YOUR OBJECTIVE: Can you rewrite the records below, changing every "jeans" to "trousers" and keeping everything else the same, but without the pictures?

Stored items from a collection
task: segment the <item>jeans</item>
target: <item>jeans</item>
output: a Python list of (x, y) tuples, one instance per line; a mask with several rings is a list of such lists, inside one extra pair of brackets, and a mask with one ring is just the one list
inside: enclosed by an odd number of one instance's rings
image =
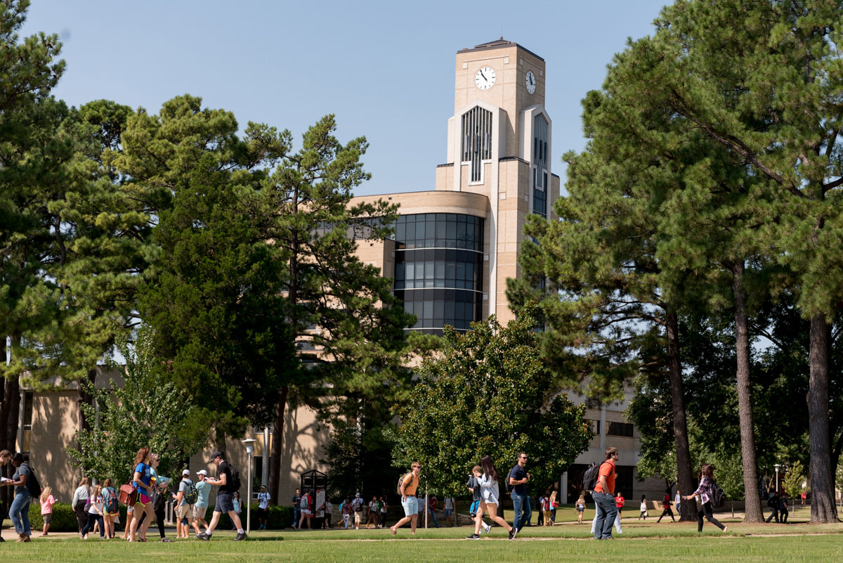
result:
[(700, 507), (700, 510), (698, 510), (697, 512), (696, 512), (696, 531), (697, 532), (701, 532), (702, 531), (702, 517), (703, 516), (706, 517), (706, 520), (708, 520), (709, 522), (711, 522), (712, 524), (714, 524), (715, 526), (717, 526), (720, 529), (723, 529), (724, 528), (726, 528), (722, 523), (720, 523), (720, 521), (718, 521), (716, 517), (714, 517), (714, 512), (711, 510), (711, 501), (709, 501), (709, 502), (706, 502), (705, 504), (703, 504), (702, 506), (701, 506)]
[(527, 495), (519, 495), (518, 493), (513, 491), (513, 510), (515, 511), (515, 517), (513, 518), (513, 528), (518, 528), (518, 532), (521, 528), (524, 527), (529, 519), (533, 516), (533, 511), (530, 508), (529, 496)]
[(14, 524), (14, 531), (18, 535), (32, 535), (32, 529), (30, 528), (30, 502), (32, 501), (32, 496), (29, 491), (23, 491), (14, 496), (12, 501), (12, 507), (8, 509), (8, 517)]
[(88, 512), (88, 523), (85, 524), (85, 527), (82, 528), (82, 532), (80, 532), (79, 534), (81, 534), (82, 535), (85, 535), (89, 531), (94, 529), (94, 523), (98, 522), (99, 523), (99, 537), (105, 538), (105, 523), (103, 521), (103, 515), (94, 514), (93, 512)]
[(618, 515), (615, 497), (603, 492), (593, 492), (592, 497), (597, 507), (597, 522), (594, 523), (594, 539), (610, 539), (612, 525)]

REPLY:
task: segment the <item>trousers</item>
target: <item>trousers</item>
output: a Python list of (x, y) tuples, one instance per line; a mask with several rings is a list of such lists, inside one extra pair of brackets, and a mask with one ring is just the one list
inside: enclosed by an odd number of one instance's rings
image =
result:
[(700, 507), (700, 510), (698, 510), (697, 512), (696, 512), (696, 531), (697, 532), (701, 532), (702, 531), (702, 517), (703, 516), (706, 517), (706, 520), (708, 520), (709, 522), (711, 522), (712, 524), (714, 524), (715, 526), (717, 526), (720, 529), (723, 529), (724, 528), (726, 528), (722, 523), (720, 523), (720, 521), (718, 521), (716, 517), (714, 517), (714, 512), (711, 510), (711, 501), (709, 501), (709, 502), (706, 502), (705, 504), (703, 504), (702, 506), (701, 506)]
[(527, 495), (519, 495), (518, 493), (513, 491), (513, 510), (515, 511), (515, 517), (513, 518), (513, 528), (518, 528), (518, 532), (521, 528), (524, 527), (529, 519), (533, 516), (533, 511), (530, 508), (529, 496)]
[(14, 524), (14, 531), (18, 535), (32, 535), (32, 529), (30, 528), (30, 502), (32, 501), (32, 496), (29, 491), (23, 491), (14, 496), (12, 501), (12, 507), (8, 509), (8, 517)]
[(88, 512), (88, 523), (85, 524), (85, 527), (82, 528), (82, 532), (80, 532), (79, 534), (81, 534), (82, 535), (85, 535), (89, 531), (94, 529), (94, 523), (98, 522), (99, 523), (99, 537), (105, 538), (105, 523), (103, 521), (103, 515), (94, 514), (93, 512)]
[(618, 515), (615, 497), (603, 492), (593, 492), (592, 497), (597, 507), (597, 522), (594, 523), (594, 539), (610, 539), (612, 525)]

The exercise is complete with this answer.